**Reading passage**
Finally, the judge also rejected an argument that an ATE policy is privileged from disclosure because the policy is taken out for the dominant purpose of conducting litigation and/or it is likely to reflect legal advice given as to prospects and tactics: "In my view, it is unlikely that privilege attaches to an ATE policy as such on either ground (litigation or advice), except to the extent .... that parts of a policy (such as, possibly, the amount of premium..) may attract legal advice privilege and require redaction on the basis that the relevant part might allow the reader to work out what legal advice had been given".

COMMENT: The judge's comments about XYZ in relation to CPR r18 are interesting, especially given the difficulties of convincing a court to exercise its discretion under CPR r3.1. Prior to that decision, it had been held in Harcourt v Griffin (see Weekly Update 32/07), that CPR r18 was wide enough to cover the provision of information regarding the defendant's insurance cover, but the opposite view was reached in West London Pipeline v Total (see Weekly Update 24/08). The issue has not yet come before the Court of Appeal, though.

McBride v UK Insurance: Court of Appeal determines how to calculate the base hire rate for a car where the credit hire company provided a nil excess

http://www.bailii.org/ew/cases/EWCA/Civ/2017/144.html

This Court of Appeal decision is the latest in the long-running saga between the motor insurance market and credit hire companies. Earlier cases have established the following principles: (1) An innocent party must mitigate his loss eg by hiring a replacement vehicle; (2) He will be able to recover the cost of a replacement vehicle as damages; (3) In general, he can recover the cost of hiring the replacement vehicle on credit hire terms; (4) However, if his financial circumstances are such that he did not need to use credit, his damages will be only the basic hire rate of the vehicle. In Stevens v Equity Syndicate Management (see Weekly Update 09/15), the Court of Appeal held that a reasonable approximation of the basic hire rate will be the lowest reasonable rate quoted by a mainstream supplier for the hire of a vehicle of the kind actually hired by the claimant to a person such as the claimant.

In this case, the credit hire company provided a nil excess to the claimant (who, on the evidence, had a low excess on his own car insurance and always reduced the excess to nil when he hired a car), at a cost of £10 per day. However, none of the mainstream suppliers used to find the basic hire rate provided a nil excess (and those with the lowest daily hire rate had excesses of £2,000). The appellants argued that the judge ought to have allowed the claimant to recover the credit hire rate in full in such circumstances. That argument was rejected by the Court of Appeal.

**What the exercise asks**
Answer each question using the case update above.
1. What did Harcourt v Griffin hold that CPR r18 was wide enough to cover?
2. What daily cost did the credit hire company charge for providing the claimant with a nil excess?
3. What excess did the mainstream suppliers with the lowest daily hire rate have?

**Supplied entries**
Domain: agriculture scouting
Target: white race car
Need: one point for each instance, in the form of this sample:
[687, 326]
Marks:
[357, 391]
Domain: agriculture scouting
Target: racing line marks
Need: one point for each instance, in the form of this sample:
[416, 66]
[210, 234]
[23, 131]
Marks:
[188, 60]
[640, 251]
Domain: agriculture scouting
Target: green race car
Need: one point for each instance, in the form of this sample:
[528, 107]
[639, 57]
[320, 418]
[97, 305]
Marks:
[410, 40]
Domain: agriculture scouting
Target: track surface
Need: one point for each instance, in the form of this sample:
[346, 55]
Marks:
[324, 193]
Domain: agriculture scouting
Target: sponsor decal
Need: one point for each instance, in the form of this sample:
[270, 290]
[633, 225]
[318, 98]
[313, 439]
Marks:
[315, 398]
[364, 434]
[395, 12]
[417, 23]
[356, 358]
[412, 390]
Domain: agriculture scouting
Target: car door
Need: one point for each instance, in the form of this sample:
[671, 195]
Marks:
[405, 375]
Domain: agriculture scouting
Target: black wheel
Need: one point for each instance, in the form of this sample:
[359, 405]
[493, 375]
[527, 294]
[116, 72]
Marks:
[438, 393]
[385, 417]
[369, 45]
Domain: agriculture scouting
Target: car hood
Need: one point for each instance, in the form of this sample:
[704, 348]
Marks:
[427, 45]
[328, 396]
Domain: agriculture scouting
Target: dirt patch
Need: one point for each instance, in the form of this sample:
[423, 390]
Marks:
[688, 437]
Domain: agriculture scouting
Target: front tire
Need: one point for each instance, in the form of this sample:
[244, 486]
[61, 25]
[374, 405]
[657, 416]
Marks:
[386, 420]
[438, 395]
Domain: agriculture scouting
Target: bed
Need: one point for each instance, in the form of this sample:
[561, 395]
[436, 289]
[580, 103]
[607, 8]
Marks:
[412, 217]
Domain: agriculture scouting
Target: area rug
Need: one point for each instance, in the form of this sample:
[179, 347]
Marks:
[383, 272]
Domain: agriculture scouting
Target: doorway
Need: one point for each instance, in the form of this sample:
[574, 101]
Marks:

**Output of the exercise**
1. The provision of information regarding the defendant's insurance cover.
2. £10 per day.
3. £2,000.